DATASET RECORDS:
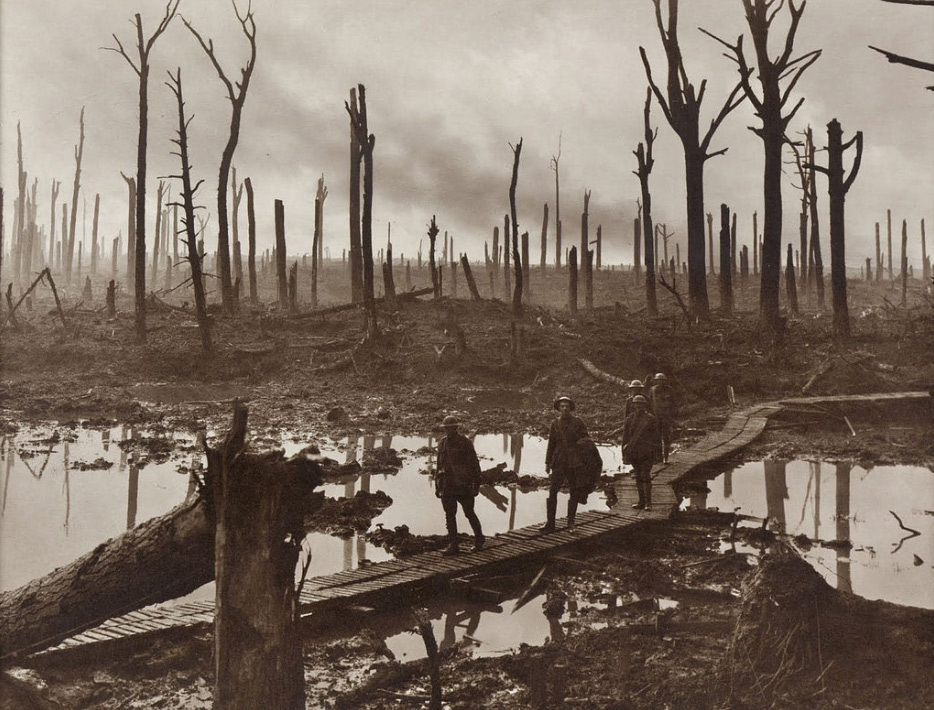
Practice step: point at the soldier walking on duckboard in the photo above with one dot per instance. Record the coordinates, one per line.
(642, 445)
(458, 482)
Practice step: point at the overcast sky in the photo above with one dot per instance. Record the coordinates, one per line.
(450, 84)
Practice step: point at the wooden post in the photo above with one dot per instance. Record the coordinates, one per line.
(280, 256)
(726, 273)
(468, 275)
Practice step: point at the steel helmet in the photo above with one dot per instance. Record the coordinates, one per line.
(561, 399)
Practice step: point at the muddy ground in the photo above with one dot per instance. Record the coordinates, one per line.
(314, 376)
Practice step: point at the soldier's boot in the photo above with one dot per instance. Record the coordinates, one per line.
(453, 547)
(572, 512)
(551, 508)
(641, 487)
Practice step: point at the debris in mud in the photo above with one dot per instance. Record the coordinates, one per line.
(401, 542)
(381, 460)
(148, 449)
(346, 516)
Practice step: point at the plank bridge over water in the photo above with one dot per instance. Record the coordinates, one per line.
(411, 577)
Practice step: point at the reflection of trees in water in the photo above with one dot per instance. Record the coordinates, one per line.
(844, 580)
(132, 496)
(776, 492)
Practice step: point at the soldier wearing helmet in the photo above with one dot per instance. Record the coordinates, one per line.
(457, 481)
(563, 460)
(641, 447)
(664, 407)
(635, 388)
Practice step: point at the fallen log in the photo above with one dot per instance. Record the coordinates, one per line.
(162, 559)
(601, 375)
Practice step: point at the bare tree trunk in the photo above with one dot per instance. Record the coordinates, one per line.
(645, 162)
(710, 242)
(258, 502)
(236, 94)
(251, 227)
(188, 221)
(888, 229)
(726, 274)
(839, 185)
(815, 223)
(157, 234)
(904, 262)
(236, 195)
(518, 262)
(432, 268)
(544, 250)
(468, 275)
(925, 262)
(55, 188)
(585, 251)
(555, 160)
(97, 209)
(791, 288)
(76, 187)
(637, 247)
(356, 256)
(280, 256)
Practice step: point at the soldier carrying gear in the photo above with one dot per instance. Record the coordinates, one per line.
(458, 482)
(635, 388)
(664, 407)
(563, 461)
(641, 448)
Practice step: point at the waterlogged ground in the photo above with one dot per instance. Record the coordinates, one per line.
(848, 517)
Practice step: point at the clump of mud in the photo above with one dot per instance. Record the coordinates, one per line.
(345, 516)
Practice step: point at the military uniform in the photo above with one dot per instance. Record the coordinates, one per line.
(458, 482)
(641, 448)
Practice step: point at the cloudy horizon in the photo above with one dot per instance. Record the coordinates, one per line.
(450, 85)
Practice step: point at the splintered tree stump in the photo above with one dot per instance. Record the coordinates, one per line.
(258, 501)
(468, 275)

DIRECTION: Please arrange everything from the line containing "Practice step: point at the bare" down through the end of the material as a two-column CSV headed text and answer. Give one row per "Practice step" line, with that line under text and the coordinates following it under answer, each field in double quotes and line breaks replaced by spaces.

OUTPUT OF THE EXERCISE:
text,answer
"Practice step: point at the bare tree trunk in the photo above with one dot per instance. Record the coordinates, one per line.","(645, 162) (710, 242) (258, 502) (236, 94) (251, 227) (188, 221) (888, 229) (726, 274) (839, 185) (815, 223) (157, 234) (904, 262) (236, 195) (518, 262) (432, 268) (544, 250) (468, 275) (925, 262) (55, 188) (585, 251) (555, 160) (97, 209) (791, 288) (76, 187) (637, 247) (356, 256) (280, 256)"
"Practice step: point at the soldier carrying gear in the photo above with one dot per instance. Record the coordinates, one per line.","(458, 482) (635, 388) (664, 407) (563, 461) (641, 448)"
"Practice step: point at the waterlogged ground in the photo above with one dot per instance. Record the coordinates, one per line.","(848, 517)"
"Practice step: point at the clump of mud in the photo above with one dot per instance. Record the coordinates, one per line.","(345, 516)"
"Practice step: point at the military uniform in the photo above with one dot per instance. Record the coordinates, one per line.","(458, 482) (641, 448)"
"Practice step: point at the cloudy horizon in the photo above with one dot per instance. Record the coordinates, one per line.","(450, 85)"
"Practice step: point at the splintered tree stump in the photo above with one dot per instance. Record the coordinates, one per line.","(258, 501) (468, 275)"